---- SUPPLIED DATA

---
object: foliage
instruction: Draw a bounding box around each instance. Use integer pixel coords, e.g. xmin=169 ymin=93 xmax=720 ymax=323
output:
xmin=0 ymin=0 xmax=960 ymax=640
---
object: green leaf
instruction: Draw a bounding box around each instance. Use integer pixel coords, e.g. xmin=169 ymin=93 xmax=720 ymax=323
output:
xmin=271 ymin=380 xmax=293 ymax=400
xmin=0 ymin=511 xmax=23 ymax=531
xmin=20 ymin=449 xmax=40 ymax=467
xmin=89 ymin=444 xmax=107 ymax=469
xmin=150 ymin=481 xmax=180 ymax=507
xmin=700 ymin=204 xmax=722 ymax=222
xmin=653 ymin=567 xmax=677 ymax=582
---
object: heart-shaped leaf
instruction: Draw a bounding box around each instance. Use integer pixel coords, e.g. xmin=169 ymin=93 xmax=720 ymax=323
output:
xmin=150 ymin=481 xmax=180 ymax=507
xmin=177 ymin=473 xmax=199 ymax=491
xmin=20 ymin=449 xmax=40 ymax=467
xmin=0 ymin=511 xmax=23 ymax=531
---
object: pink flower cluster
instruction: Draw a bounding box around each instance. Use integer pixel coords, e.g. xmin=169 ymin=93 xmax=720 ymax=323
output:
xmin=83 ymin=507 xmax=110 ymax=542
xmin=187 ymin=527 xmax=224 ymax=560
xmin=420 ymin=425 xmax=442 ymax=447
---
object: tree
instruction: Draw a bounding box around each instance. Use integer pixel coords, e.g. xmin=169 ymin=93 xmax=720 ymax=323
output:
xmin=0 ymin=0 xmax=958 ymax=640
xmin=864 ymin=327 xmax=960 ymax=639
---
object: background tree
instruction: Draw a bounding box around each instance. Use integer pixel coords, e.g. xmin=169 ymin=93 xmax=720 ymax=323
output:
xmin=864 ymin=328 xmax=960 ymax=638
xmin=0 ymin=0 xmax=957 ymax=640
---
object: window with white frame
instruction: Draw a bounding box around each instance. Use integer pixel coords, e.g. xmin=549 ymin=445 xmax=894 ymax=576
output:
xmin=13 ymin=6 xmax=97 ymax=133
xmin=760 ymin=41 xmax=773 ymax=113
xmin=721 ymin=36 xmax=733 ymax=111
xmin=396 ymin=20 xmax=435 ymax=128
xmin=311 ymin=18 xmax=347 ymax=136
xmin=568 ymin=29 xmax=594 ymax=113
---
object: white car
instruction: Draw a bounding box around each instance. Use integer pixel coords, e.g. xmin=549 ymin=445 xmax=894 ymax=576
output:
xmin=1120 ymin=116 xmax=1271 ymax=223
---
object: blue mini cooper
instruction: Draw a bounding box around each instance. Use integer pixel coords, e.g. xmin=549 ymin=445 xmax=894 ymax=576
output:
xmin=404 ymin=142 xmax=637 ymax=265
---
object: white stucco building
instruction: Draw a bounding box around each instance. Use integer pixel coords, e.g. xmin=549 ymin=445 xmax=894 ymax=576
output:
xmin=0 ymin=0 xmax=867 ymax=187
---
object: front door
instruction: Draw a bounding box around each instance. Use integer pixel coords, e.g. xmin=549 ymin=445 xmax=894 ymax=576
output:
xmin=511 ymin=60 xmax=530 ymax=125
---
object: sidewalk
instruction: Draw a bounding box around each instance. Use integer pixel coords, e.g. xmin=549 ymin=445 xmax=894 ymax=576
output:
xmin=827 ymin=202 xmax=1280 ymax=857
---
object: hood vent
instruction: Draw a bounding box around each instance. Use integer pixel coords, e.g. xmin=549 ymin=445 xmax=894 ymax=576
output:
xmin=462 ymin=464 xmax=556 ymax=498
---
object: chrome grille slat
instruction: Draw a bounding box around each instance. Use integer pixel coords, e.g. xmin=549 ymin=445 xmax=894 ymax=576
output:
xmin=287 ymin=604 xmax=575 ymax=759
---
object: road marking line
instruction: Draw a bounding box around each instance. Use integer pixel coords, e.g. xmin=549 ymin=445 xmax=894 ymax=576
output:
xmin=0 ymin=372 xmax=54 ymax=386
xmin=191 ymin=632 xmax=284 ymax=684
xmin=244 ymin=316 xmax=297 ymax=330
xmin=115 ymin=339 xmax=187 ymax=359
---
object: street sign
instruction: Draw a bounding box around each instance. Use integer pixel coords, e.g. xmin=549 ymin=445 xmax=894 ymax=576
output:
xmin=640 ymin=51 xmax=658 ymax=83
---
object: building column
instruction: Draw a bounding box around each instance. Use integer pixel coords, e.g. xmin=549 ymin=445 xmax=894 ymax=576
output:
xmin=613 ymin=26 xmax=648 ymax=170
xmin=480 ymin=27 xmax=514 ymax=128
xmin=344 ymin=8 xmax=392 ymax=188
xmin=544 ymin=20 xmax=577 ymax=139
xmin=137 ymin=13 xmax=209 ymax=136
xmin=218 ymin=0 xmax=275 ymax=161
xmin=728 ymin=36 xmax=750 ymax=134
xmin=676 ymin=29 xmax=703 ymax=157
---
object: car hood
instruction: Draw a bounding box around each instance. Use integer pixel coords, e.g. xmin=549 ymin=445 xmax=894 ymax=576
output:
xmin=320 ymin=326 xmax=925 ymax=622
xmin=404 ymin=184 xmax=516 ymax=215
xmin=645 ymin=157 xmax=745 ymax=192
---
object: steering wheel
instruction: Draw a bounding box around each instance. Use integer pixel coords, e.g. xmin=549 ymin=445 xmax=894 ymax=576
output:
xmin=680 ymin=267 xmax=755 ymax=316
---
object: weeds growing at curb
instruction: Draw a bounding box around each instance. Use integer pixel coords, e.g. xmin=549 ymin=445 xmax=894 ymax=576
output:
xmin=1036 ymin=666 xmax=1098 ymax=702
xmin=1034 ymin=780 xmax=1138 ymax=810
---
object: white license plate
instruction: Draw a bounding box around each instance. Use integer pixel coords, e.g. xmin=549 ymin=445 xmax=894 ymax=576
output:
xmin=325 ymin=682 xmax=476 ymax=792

--------

Count the lines above that contain the word "white" and give only the number.

4